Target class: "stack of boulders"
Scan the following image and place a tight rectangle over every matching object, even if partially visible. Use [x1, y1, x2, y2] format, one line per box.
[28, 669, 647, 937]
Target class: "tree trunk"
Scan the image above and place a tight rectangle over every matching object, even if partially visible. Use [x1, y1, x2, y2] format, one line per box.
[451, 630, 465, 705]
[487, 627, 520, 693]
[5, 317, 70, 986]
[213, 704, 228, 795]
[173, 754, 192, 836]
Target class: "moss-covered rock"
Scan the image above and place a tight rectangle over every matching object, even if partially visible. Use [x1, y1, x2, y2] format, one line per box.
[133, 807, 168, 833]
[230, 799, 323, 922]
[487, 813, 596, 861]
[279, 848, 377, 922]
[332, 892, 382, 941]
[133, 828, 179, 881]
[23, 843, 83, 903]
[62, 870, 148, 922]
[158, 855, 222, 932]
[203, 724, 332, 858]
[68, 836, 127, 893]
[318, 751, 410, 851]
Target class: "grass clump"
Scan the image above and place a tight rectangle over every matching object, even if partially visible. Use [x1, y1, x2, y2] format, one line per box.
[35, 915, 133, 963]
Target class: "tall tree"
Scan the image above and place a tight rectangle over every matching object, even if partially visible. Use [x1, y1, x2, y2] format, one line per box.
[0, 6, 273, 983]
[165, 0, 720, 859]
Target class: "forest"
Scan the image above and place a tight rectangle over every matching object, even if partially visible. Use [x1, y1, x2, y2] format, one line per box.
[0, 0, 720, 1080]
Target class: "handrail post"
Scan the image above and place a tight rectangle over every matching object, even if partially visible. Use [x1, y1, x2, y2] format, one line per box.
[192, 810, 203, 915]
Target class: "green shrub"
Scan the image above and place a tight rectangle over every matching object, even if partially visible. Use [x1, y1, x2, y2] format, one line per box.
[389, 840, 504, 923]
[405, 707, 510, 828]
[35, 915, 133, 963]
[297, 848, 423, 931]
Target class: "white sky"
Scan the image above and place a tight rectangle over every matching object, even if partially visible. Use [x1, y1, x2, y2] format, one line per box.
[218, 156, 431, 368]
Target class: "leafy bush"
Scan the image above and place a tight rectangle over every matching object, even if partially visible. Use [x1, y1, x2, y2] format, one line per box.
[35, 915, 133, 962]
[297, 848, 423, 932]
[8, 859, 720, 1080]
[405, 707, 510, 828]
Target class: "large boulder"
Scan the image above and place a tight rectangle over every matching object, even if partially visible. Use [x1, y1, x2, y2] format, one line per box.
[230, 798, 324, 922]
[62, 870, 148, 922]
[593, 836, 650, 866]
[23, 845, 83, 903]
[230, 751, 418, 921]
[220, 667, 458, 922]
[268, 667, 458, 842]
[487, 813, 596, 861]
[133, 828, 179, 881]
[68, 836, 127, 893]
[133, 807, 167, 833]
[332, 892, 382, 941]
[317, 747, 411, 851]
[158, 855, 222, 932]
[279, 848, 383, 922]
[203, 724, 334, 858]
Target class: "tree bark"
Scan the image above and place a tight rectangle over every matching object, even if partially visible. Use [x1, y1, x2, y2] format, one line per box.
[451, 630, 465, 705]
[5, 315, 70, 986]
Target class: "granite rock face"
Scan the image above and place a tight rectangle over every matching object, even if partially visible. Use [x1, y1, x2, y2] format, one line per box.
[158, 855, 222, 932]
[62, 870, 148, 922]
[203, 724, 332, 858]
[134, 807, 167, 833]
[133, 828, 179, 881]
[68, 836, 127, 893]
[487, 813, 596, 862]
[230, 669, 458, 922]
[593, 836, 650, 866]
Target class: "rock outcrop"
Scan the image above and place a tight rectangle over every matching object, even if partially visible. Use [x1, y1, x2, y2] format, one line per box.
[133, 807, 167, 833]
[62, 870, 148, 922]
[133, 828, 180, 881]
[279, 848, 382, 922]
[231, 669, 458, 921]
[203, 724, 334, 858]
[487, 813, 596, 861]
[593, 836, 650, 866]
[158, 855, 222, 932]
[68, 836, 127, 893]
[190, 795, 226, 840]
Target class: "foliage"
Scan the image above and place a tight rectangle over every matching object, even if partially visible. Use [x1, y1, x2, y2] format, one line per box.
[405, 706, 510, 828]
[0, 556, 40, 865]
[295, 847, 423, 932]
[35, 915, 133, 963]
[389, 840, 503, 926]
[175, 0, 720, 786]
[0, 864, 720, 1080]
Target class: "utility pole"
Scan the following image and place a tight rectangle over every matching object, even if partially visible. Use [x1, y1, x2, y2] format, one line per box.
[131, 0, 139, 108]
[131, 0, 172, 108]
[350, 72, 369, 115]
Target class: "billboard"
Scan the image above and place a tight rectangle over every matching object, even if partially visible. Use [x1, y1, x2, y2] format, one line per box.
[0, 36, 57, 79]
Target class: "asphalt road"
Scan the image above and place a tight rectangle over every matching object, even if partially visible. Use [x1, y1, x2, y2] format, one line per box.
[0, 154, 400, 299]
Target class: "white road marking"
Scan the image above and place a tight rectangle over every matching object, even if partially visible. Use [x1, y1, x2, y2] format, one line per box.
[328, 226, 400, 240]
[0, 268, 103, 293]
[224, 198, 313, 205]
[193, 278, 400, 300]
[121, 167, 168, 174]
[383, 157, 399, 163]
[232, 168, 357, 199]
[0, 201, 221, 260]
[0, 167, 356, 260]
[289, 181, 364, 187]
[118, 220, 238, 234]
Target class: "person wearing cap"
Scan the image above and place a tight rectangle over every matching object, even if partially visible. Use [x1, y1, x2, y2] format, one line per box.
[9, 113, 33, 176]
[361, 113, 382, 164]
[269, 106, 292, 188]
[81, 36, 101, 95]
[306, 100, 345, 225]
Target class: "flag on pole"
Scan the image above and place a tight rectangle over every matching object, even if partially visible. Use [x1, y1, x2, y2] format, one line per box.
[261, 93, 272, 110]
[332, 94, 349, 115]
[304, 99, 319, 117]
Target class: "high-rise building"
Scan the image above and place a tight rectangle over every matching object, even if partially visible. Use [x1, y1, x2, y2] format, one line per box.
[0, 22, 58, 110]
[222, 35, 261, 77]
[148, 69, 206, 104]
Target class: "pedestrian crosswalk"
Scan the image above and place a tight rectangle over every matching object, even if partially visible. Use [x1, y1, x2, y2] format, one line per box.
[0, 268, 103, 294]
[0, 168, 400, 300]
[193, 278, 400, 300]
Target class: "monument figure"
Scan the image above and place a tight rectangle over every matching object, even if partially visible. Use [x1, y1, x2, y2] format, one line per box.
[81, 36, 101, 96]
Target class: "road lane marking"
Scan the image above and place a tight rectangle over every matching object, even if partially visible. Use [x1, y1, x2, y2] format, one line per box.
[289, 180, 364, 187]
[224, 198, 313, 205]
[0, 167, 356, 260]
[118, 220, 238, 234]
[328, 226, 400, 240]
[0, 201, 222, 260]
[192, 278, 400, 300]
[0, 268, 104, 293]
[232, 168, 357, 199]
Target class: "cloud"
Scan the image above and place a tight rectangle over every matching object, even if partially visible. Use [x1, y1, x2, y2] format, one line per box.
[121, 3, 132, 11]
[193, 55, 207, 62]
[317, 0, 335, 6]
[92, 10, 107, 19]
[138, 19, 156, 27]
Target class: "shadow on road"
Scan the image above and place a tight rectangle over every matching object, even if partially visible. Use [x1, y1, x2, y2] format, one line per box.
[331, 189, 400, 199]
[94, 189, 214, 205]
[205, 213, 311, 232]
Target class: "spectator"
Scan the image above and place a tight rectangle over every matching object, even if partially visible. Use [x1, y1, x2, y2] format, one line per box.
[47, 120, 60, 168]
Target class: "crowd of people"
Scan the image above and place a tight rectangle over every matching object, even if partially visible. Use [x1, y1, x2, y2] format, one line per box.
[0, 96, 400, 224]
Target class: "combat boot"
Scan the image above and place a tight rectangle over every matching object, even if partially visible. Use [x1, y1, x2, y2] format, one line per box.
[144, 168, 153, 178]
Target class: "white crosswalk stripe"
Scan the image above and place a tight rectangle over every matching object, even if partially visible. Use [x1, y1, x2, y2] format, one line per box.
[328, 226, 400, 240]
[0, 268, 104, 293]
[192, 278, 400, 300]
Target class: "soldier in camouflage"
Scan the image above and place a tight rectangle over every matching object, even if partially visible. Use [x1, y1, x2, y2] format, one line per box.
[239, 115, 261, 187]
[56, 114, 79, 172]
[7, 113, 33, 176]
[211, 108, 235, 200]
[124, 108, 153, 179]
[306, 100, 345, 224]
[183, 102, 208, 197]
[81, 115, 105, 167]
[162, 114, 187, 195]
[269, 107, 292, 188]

•••

FAÇA ISTO: Liste todas as linhas das entradas acima em que aparece a palavra "road", copiando cada uma por inteiro.

SOLUÇÃO:
Target class: "asphalt road"
Target class: "white road marking"
Target class: "road lane marking"
Target class: "shadow on road"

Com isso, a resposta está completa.